Required work: Give the records below again in full, exactly as written, but without any images.

Photo-based referring expression data:
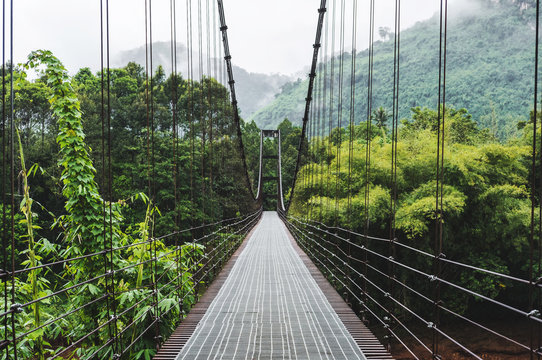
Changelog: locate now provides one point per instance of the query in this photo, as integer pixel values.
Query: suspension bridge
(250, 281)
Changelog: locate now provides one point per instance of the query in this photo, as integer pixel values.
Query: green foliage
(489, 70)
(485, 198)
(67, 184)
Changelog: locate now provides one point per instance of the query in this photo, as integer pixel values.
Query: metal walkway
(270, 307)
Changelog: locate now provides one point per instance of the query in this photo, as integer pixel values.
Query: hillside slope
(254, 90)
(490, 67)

Solution below:
Changelog: locate now provides one point per instance of the query in this photo, as integer pixel values.
Query: suspension bridge
(250, 281)
Changelog: locate now provides one point per instance of the query in this photo, as integer pixel values.
Query: green foliage
(489, 70)
(485, 198)
(67, 184)
Changelog: locate now provides one point per instance of the query in this photo, as integer pixel values.
Query: metal walkway
(270, 307)
Changelog: locate now provides one point per instance of the query in this photo, as integer pixel values.
Query: hillside slope
(254, 90)
(490, 67)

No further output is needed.